(begin)
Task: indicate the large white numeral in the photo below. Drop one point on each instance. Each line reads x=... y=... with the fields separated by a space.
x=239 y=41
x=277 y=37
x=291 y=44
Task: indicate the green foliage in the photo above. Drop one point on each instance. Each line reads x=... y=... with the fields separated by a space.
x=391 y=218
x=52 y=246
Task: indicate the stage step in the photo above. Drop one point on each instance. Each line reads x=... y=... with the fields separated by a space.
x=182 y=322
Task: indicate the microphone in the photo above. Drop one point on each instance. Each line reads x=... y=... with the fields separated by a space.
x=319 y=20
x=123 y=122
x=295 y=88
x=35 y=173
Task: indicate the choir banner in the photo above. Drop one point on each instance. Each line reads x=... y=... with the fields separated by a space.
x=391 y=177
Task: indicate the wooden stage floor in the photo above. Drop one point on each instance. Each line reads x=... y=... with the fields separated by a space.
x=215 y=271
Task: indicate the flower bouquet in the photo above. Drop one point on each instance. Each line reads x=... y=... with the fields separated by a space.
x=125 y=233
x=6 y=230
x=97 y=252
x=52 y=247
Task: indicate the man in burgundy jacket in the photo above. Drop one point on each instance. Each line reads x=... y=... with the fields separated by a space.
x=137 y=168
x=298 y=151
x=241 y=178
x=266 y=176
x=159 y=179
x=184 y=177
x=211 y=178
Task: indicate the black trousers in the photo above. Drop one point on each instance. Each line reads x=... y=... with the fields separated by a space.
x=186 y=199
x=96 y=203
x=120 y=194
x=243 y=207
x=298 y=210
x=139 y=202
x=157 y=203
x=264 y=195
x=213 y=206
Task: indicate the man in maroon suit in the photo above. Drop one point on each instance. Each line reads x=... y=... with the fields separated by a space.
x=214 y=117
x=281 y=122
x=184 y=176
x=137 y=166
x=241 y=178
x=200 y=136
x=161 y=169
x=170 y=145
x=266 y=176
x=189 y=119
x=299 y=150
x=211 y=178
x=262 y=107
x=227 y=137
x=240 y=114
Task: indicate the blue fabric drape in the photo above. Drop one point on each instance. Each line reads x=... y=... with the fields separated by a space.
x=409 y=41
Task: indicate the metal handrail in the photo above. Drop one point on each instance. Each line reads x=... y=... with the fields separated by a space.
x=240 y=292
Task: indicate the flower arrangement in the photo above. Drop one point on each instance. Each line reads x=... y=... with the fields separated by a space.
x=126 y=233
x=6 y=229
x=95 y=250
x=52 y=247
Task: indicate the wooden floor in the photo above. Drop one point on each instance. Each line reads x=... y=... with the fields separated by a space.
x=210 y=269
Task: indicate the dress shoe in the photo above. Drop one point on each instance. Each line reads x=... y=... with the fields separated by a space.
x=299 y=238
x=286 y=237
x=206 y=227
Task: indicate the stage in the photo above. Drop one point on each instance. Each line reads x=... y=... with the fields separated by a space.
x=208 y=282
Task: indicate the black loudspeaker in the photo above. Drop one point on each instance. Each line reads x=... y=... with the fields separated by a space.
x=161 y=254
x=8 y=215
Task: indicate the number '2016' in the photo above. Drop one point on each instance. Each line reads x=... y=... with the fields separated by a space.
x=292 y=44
(end)
Would you give again, word for word, every line from the one with "Task: indicate the metal" through the final line of the listing above?

**Output of the exercise**
Task: indicate the metal handrail in the photo above. Drop one point on each instance. Each line reads x=... y=... with the fields separated by a space.
x=240 y=292
Task: indicate the flower arrangement in the photo above. Drop one point on each instance. Each line reads x=... y=... with the fields separated by a space.
x=126 y=233
x=6 y=229
x=95 y=250
x=52 y=247
Task: indicate the wooden floor in the photo above. Drop one point on each instance. Each line reads x=... y=... with the fields separated by a space.
x=210 y=269
Task: indicate the dress shoe in the photo above. Drop one point on each instance. Each line reads x=... y=... with the fields separated by a space.
x=299 y=238
x=286 y=237
x=206 y=227
Task: indicate the stage in the photo above. Drop one point on each instance. Each line reads x=... y=... with the fields separated by a space.
x=208 y=282
Task: indicate the black loudspeaker in the photo above. Drop one point on each instance. Each line reads x=... y=... with the fields separated by a space.
x=161 y=254
x=8 y=215
Task: indicate the number '2016' in the photo above. Drop one point on each instance. Each line reads x=... y=... with the fields separated by a space.
x=292 y=44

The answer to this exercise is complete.